§ Work to be completed: Identify each line in the entries below that contains the word "back", and copy those lines in full.

§ Records to use:
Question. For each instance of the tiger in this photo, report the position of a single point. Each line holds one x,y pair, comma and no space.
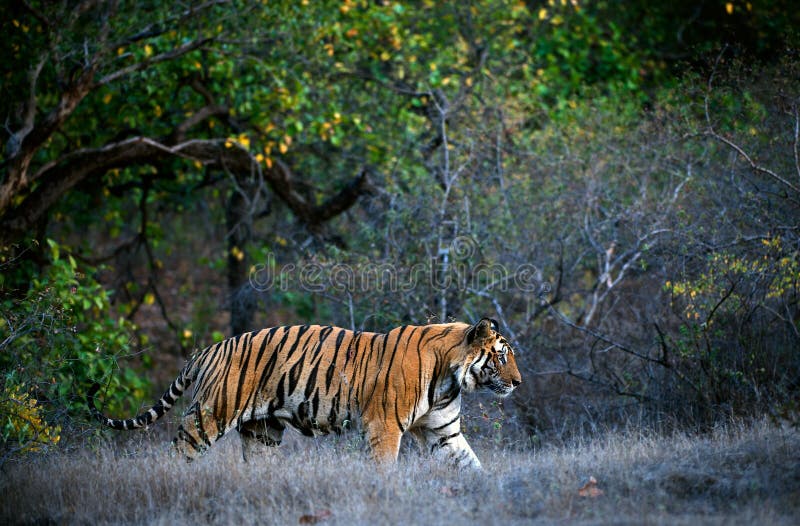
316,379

--

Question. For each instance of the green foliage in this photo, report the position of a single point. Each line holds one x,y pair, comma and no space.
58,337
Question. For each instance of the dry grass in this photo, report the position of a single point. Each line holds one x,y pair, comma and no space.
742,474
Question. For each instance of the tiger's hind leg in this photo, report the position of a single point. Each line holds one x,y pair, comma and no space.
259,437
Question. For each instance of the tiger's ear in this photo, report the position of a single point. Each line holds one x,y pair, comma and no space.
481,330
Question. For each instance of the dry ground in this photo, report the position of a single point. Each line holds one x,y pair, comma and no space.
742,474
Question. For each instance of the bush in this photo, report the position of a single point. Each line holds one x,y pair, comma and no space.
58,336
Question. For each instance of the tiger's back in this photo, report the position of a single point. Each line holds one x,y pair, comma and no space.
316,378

---

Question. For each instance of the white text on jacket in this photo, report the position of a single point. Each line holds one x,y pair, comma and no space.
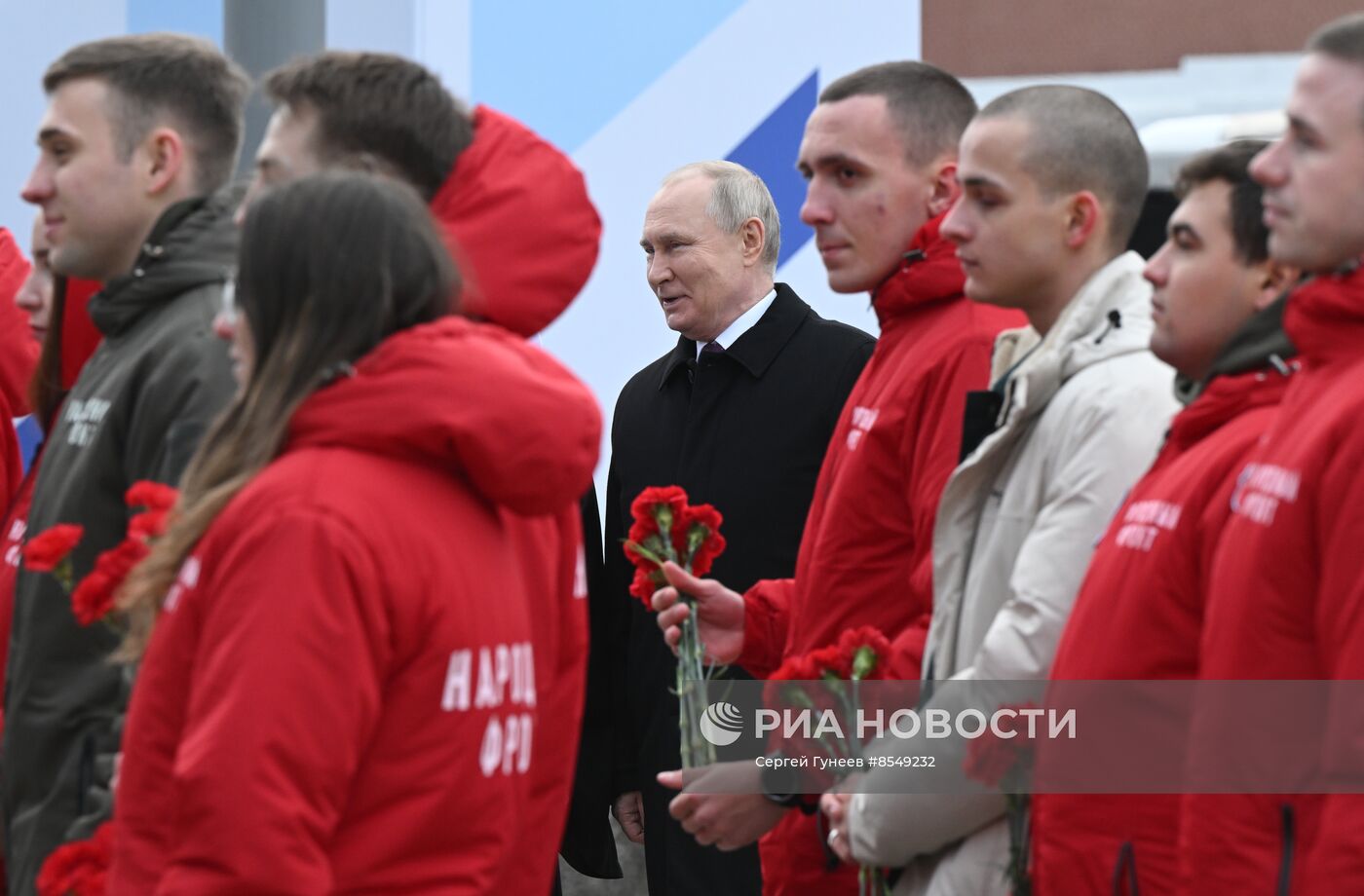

§ Task answer:
Question. For each instance of the tiger's back in this photo, report the position of a single point. Each line holds one x,y pair, comma and no space.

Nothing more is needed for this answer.